**Exercise brief**
Whenever a line in the entries includes the word "marker", copy that line out.

** Data under study follows **

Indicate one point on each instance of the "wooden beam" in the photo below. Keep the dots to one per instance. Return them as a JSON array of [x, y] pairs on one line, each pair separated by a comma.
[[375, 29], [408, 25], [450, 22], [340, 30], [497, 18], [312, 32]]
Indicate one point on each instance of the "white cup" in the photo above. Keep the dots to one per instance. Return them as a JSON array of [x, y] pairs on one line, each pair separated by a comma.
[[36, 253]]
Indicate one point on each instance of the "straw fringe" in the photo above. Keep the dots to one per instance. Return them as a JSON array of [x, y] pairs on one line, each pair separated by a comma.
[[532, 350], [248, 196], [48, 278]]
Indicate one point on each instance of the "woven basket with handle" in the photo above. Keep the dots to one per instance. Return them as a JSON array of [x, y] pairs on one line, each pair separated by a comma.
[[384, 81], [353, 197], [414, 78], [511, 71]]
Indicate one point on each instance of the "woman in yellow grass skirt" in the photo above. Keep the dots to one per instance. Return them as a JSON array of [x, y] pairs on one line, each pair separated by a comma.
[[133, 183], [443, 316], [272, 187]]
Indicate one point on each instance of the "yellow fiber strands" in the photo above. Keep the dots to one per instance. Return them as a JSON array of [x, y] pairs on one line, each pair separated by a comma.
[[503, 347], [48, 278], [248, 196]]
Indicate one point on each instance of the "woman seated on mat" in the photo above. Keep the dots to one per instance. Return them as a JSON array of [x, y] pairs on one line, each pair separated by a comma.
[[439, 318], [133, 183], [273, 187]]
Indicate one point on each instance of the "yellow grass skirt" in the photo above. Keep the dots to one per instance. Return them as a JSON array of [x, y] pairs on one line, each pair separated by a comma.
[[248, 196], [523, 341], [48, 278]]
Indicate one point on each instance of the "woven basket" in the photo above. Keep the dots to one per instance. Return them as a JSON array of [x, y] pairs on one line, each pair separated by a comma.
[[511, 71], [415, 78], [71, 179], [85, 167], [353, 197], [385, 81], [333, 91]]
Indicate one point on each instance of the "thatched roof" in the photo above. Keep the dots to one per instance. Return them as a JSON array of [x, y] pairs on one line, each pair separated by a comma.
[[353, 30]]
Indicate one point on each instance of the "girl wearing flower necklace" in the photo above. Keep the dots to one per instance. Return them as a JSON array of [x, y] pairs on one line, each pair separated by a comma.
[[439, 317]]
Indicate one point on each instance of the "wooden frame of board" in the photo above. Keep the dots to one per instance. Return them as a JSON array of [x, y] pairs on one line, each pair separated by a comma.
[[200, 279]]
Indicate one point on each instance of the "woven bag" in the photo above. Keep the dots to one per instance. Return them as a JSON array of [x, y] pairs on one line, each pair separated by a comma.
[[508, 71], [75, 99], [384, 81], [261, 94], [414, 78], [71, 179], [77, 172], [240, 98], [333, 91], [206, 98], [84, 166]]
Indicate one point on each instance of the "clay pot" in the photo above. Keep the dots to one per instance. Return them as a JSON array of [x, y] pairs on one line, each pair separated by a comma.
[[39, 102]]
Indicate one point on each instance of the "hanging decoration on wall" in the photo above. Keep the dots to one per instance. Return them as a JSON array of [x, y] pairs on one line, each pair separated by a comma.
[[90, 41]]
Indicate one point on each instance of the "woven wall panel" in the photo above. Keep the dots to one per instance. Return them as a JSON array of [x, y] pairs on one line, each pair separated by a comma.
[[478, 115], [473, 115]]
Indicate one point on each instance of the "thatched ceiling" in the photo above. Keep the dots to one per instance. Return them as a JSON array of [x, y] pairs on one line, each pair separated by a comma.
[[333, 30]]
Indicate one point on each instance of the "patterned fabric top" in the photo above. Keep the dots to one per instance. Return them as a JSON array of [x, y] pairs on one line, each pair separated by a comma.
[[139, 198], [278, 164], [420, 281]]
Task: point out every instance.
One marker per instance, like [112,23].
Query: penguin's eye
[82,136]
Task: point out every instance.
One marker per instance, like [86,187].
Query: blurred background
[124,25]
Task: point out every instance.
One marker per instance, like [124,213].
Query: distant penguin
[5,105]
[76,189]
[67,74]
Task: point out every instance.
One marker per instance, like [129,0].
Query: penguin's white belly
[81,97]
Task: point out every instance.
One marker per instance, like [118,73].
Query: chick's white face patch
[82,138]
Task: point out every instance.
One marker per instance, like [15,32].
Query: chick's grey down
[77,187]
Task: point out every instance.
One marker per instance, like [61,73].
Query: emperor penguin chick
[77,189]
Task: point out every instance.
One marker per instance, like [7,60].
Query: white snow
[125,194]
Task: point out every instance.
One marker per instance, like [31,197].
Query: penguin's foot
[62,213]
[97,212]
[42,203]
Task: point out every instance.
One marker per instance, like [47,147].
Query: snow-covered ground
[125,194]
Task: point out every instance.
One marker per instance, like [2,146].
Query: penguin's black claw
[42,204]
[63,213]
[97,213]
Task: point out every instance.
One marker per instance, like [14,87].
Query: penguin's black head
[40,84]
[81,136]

** End of Data under study **

**Finished task**
One marker per instance, like [112,23].
One marker per instance, like [86,187].
One marker per instance, like [124,213].
One marker per instance, like [129,0].
One marker per instance, like [118,73].
One marker per instance, like [15,32].
One marker per instance, like [61,73].
One marker per instance, like [7,60].
One marker per instance, like [31,197].
One marker per instance, like [47,147].
One marker per instance, like [2,146].
One marker per instance, like [14,87].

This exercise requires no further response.